## Atividade
Segundo o texto extraído, que decisão Brundle tomou por puro impulso e alcoolizado?

----- Texto extraído

O cientista introvertido e bem-humorado parece ter ido ao evento no início do filme para tentar “atrair” alguma donzela para seu laboratório, usando sua incrível descoberta para ter alguma interação com sexo oposto. Brundle é, como muitos de nós, apenas uma “sombra” do que gostaria de realmente ser. Prova disso é que sua insegurança quanto a fidelidade da nova namorada, bem como a fragilidade emocional fizeram que, por puro impulso e alcoolizado, tomasse uma decisão irracional: testar sua descoberta em si mesmo, apesar de ainda não ter resultados conclusivos sobre as consequências do experimento. Ao utilizar a máquina, Brundle pensa ter se tornado o que realmente queria ser, alguém forte, corajoso e dono de destrezas sexuais invejáveis. O interessante é que paradoxo a isso, o cientista já estava conquistando seus objetivos sem se dar a devida importância: havia feita uma descoberta revolucionária, na qual seu nome seria lembrado eternamente e havia conquistado uma linda namorada que o amava de verdade. Muitas vezes não percebemos quão afortunados somos. Na obra de Kafka, a metamorfose do protagonista Gregor também vai além da modificação física. Nela ocorre uma alteração de comportamentos, atitudes, sentimentos e opiniões, mostrando que quando você muda, tudo e todos a sua volta também mudam, servindo de alerta para a sociedade e ao comportamento humano.

----------
----- Trechos dos dados

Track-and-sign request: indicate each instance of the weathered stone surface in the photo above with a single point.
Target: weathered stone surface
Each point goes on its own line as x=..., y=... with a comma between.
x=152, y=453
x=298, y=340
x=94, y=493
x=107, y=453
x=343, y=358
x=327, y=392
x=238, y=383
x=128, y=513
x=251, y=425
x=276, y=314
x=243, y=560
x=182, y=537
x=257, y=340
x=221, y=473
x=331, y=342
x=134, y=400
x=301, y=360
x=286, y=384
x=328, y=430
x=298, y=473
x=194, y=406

----------

## Resposta
Testar sua descoberta em si mesmo.